WORK TO COMPLETE:
Copy out the stretch of records below from the start through the line containing "<point>530,315</point>", swapping "pin" for "marker" and keeping everything else the same. Don't include the pictures.

>> START STORED RECORDS

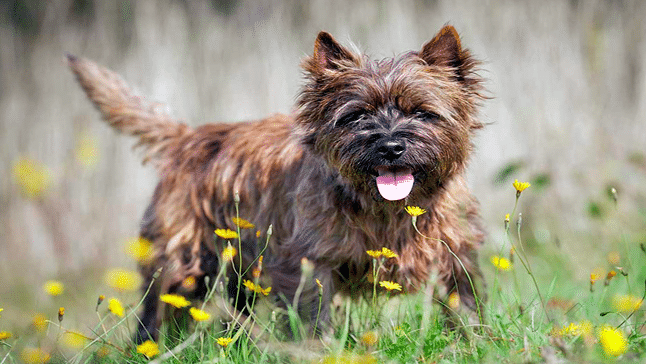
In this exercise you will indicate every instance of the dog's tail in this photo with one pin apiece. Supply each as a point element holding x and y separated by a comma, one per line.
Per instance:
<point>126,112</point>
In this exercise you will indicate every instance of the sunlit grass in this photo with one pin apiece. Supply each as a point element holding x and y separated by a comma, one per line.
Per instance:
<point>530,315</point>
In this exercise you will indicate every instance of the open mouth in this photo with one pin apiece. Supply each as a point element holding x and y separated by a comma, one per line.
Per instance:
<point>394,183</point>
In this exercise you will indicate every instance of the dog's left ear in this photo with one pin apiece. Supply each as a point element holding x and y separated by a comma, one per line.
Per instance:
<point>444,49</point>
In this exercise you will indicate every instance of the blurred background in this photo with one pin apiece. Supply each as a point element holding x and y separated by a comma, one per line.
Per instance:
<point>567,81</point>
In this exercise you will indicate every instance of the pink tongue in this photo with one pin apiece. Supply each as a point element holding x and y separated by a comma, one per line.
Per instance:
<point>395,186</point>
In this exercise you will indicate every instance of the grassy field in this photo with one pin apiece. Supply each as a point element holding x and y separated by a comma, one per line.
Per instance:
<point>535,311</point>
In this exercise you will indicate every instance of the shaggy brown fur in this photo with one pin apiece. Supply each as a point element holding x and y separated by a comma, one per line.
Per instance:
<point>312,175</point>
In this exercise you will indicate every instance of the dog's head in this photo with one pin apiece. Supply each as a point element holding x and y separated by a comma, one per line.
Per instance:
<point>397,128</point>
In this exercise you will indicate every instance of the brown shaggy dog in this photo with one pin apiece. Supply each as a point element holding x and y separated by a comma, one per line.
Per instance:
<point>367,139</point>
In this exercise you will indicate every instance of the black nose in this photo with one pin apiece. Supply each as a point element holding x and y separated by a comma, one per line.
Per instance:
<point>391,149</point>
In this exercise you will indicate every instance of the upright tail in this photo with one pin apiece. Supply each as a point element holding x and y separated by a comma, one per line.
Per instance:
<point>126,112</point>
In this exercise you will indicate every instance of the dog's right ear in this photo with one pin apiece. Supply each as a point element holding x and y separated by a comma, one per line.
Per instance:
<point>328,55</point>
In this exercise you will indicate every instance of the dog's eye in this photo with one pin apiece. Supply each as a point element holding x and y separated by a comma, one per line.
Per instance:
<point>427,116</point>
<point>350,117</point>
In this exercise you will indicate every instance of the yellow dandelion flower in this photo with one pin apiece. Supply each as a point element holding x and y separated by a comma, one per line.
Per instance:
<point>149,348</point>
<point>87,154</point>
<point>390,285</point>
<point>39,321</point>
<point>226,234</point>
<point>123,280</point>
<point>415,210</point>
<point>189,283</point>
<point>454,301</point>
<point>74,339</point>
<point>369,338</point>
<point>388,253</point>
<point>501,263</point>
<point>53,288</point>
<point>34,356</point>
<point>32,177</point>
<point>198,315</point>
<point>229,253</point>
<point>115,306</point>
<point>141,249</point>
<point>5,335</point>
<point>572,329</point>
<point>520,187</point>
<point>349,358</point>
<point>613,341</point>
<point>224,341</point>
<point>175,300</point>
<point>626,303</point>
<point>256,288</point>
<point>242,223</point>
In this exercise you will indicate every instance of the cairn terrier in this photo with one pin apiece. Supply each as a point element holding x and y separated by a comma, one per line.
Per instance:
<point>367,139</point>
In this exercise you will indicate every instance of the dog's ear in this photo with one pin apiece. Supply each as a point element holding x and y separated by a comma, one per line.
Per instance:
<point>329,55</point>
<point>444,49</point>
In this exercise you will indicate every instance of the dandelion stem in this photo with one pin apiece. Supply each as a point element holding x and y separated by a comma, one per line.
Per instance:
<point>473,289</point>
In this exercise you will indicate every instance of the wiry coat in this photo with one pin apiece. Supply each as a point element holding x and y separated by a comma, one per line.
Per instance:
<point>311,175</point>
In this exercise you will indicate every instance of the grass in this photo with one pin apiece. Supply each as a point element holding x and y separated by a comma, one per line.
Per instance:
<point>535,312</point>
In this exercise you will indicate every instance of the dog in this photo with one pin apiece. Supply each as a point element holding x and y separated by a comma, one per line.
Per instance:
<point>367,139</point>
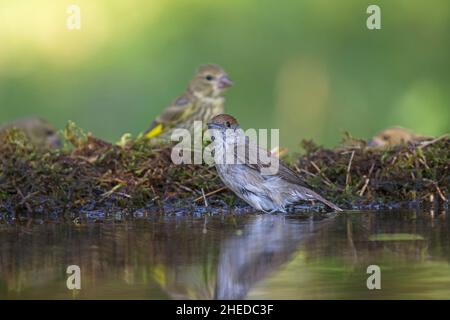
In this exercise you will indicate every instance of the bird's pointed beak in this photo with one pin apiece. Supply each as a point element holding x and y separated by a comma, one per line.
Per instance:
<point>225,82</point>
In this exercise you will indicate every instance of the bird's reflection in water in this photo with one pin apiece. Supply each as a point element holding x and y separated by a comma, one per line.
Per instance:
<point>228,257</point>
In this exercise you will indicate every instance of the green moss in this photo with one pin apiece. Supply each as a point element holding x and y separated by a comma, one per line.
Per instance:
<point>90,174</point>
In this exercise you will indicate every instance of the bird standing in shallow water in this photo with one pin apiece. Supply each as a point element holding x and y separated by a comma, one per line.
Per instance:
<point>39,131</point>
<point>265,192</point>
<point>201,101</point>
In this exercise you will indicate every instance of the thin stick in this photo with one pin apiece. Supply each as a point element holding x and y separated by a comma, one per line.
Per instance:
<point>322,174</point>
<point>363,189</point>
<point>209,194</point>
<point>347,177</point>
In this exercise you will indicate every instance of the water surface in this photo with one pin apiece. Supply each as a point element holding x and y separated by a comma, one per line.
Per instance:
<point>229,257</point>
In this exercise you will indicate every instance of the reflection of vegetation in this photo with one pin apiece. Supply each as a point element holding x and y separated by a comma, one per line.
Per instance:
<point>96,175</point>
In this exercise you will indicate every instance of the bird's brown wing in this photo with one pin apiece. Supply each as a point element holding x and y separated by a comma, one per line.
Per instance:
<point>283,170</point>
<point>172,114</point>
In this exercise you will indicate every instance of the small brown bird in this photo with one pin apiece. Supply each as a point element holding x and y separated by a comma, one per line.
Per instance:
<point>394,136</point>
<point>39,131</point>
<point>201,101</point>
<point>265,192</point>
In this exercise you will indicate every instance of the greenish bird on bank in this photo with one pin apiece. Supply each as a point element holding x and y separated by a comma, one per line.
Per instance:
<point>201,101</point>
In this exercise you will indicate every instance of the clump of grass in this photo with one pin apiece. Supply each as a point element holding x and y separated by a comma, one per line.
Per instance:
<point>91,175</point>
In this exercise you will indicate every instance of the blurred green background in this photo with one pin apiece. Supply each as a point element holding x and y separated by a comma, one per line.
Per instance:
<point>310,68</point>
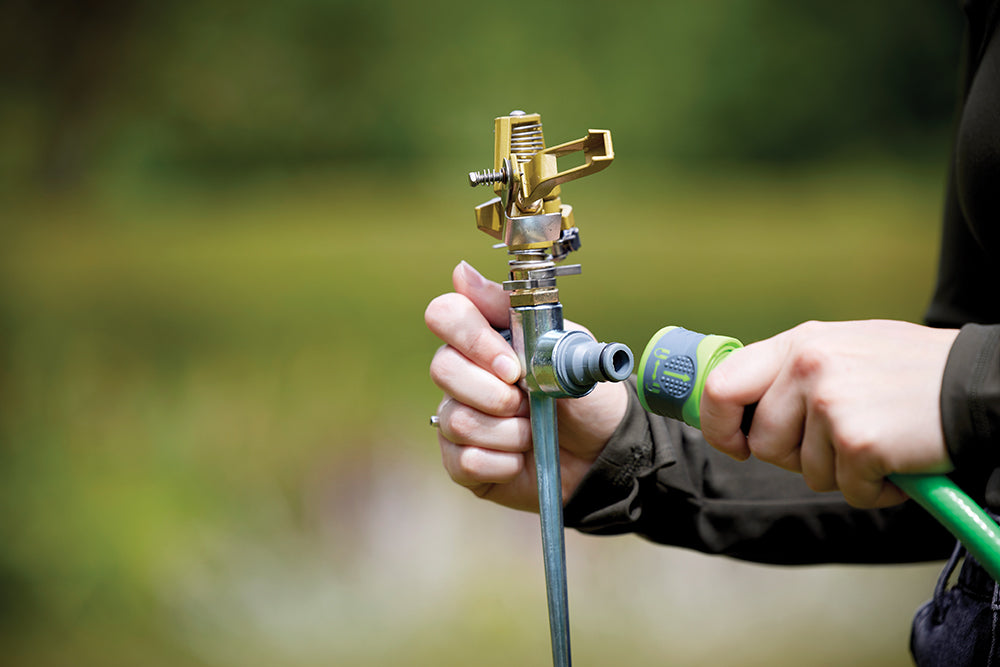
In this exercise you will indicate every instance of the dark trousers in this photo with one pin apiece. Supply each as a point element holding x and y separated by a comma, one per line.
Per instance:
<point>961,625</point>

>> END STORED RECORDS

SOLUTION TO THIS TASK:
In this exercise you will indicate every instance of the dog's tail in this photo with one marker apiece. Supply each as a point element holding x and y separated by a comma, one per line.
Per instance:
<point>126,112</point>
In this exercise you will indicate every instance of the sunlit grass in this photo with one marker apiece. Supply each as a point element holding x and y separated by a comma, one per line.
Per instance:
<point>530,315</point>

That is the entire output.